→ Brief
Copy out the data from the line with "of the shadow" through the end, putting "reflection in water" wherever "shadow on water" appears and leaving everything else unchanged.

→ Supplied material

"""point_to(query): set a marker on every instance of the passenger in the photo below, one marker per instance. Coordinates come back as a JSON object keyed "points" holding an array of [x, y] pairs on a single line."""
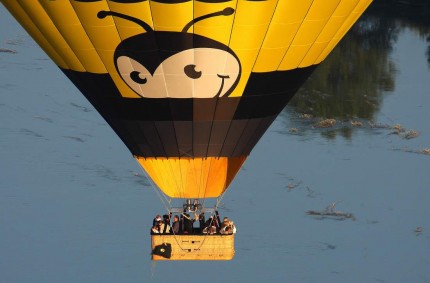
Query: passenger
{"points": [[181, 224], [158, 227], [188, 224], [175, 225], [225, 222], [166, 221], [208, 222], [218, 220], [201, 222], [210, 230], [155, 220]]}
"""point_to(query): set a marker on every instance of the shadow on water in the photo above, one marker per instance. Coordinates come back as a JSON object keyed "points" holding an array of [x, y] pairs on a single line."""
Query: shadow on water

→ Output of the exercise
"""point_to(query): set a marker on every instance of the reflection in water in the photo above, one marker per instance. Coordinates come back as a JSON object keyed "points" holding an array of [x, y] pairs on a single line."""
Query: reflection in water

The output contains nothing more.